_Work order_: From the line containing "Task: point out each instance of the aircraft" down to the final line of the entries below, restate each line word for word and add nothing.
══════════════════════════════
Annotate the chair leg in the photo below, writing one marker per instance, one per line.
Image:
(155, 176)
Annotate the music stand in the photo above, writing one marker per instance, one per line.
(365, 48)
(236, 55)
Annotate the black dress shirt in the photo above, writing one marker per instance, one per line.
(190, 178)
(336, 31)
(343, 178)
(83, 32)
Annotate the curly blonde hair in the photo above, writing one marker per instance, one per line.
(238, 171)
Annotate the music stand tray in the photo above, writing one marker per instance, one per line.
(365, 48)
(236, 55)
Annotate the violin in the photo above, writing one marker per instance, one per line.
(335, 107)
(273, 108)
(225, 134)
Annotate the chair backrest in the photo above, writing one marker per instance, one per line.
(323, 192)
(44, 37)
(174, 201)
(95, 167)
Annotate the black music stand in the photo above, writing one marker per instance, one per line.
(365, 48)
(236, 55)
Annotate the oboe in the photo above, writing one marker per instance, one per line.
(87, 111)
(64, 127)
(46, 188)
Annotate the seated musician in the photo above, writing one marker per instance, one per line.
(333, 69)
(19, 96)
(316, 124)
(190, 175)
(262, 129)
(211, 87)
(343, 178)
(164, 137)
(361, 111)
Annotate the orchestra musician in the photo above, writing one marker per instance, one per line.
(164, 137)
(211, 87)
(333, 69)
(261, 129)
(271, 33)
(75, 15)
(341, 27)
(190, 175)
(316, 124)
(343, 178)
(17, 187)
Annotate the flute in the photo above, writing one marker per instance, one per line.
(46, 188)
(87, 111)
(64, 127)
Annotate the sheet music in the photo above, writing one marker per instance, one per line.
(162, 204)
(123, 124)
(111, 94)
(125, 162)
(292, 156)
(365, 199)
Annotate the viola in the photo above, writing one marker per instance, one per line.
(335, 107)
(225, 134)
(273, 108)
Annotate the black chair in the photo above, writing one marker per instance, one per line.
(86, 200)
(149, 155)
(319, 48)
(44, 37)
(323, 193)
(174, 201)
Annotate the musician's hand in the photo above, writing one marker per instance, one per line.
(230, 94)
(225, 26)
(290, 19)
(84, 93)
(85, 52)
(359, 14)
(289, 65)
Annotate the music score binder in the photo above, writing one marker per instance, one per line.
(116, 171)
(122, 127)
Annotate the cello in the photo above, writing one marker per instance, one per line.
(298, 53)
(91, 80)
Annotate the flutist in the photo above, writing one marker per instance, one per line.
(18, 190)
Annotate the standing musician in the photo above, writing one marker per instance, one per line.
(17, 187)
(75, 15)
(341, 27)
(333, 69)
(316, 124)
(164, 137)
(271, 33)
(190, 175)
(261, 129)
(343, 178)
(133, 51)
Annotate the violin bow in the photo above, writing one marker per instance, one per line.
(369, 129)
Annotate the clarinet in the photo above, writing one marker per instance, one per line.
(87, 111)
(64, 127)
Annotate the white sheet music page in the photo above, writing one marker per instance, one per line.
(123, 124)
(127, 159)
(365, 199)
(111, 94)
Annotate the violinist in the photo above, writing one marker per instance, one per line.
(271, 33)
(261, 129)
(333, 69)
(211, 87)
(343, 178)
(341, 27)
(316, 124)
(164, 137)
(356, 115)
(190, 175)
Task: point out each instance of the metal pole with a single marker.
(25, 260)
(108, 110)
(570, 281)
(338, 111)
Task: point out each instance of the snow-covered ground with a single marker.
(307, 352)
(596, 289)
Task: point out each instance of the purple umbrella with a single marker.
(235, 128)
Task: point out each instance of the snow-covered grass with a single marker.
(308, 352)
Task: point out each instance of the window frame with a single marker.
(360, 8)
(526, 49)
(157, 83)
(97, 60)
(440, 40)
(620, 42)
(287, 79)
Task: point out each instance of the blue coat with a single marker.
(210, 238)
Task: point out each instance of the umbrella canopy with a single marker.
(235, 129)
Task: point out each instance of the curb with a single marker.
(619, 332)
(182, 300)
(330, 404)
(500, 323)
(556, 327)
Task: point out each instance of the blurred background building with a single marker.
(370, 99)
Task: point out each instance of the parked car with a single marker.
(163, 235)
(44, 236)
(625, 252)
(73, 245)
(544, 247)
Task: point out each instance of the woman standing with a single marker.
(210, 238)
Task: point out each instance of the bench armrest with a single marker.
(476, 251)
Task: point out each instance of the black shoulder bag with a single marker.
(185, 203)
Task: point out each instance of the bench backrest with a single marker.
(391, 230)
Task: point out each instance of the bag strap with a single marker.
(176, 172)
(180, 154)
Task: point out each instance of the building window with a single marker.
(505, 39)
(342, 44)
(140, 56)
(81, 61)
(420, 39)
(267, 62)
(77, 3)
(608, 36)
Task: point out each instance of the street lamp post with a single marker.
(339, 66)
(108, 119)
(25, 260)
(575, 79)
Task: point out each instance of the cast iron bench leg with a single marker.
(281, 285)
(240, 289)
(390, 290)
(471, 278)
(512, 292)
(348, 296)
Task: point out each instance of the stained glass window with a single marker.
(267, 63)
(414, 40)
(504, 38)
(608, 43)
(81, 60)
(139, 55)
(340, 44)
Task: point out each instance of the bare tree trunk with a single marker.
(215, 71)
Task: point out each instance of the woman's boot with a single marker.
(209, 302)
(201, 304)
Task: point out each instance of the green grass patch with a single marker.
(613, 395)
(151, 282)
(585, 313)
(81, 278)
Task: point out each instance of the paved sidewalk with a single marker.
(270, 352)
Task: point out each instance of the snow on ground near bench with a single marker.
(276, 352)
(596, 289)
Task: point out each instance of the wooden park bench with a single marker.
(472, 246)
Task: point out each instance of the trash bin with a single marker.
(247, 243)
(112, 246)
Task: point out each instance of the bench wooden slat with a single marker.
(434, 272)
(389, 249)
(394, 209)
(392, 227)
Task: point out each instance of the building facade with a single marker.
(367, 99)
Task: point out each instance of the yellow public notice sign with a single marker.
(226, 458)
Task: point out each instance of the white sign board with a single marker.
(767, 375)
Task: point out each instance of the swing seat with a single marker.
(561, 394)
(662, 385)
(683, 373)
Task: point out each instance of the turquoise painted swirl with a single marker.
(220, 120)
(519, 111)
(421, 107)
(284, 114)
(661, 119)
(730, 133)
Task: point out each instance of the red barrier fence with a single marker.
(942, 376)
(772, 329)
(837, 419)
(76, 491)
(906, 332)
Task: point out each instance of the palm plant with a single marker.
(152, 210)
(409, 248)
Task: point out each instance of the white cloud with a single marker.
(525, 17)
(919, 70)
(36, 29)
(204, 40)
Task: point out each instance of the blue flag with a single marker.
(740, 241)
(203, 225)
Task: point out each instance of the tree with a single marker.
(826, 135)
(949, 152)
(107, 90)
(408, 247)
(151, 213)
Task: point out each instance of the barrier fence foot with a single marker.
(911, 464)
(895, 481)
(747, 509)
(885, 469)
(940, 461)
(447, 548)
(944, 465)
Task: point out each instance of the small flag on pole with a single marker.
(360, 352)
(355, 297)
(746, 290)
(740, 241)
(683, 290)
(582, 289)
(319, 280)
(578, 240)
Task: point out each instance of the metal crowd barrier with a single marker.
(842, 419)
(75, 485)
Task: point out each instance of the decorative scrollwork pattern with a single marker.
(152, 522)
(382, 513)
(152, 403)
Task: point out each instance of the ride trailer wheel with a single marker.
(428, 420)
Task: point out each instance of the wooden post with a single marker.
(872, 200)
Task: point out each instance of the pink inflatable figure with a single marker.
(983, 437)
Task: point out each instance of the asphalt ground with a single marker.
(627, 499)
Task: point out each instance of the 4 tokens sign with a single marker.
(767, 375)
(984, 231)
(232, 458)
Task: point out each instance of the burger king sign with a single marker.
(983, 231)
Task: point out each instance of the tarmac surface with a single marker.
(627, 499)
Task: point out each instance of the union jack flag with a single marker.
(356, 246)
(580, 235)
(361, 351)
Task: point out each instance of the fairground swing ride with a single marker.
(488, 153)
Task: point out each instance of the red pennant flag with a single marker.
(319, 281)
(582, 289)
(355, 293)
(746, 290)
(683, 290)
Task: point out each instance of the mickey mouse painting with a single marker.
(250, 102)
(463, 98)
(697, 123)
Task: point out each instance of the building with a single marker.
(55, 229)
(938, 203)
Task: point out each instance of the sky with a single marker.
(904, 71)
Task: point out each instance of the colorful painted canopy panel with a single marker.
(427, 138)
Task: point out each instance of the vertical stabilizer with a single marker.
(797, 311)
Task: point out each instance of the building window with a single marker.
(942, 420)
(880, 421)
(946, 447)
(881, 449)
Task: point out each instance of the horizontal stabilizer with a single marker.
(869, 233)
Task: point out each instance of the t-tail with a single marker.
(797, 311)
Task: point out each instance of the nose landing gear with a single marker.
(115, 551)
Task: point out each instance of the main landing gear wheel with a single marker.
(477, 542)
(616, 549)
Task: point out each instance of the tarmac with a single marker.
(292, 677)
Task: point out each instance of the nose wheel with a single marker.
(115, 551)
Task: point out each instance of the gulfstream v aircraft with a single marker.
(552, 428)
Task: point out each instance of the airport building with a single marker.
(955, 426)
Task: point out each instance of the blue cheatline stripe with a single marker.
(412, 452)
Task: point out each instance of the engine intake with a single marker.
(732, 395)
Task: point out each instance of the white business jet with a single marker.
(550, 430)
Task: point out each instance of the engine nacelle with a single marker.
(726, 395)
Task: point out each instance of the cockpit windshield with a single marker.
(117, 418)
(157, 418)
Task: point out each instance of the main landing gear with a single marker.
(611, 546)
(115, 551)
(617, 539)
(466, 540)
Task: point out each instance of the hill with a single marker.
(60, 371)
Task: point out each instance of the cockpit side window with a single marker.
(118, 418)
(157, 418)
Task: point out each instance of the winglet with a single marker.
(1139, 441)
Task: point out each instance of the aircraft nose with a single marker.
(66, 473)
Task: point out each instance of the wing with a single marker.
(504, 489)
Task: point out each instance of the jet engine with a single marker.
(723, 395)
══════════════════════════════
_Task answer_:
Task: point out each instance of the aircraft nose with a single marker.
(66, 473)
Task: point out each instance of the wing with a single marker.
(504, 489)
Task: point out each instance of the jet engine with a single marker.
(723, 395)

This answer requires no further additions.